Segment Start: Material supplied

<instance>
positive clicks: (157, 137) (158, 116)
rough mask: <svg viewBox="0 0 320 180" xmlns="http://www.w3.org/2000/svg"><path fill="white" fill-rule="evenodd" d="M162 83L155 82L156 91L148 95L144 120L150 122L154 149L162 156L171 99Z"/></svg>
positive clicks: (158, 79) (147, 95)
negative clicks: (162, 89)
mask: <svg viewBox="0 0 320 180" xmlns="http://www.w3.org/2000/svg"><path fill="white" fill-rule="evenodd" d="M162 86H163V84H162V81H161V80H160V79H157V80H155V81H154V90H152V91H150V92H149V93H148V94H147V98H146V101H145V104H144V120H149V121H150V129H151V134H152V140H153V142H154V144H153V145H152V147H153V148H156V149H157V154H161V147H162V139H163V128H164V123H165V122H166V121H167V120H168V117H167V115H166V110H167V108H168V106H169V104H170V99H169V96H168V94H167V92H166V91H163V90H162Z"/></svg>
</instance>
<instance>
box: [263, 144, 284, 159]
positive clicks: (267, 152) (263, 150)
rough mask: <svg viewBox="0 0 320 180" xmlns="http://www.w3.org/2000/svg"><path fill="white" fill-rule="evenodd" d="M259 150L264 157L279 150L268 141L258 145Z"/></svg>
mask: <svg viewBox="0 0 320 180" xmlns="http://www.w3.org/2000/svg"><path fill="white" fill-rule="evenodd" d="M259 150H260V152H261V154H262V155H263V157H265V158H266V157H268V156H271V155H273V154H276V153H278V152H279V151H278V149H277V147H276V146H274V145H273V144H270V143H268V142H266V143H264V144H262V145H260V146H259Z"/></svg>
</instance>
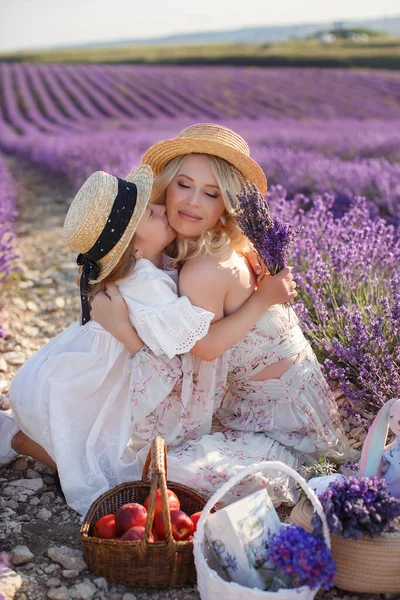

Segment End: Material supplied

» **What the exercise asks**
Nothing but the lines with "positive" should be returned, copied from the entries above.

» **The completed task**
positive clicks: (157, 137) (158, 116)
positive clicks: (158, 79) (147, 95)
positive clicks: (267, 152) (263, 150)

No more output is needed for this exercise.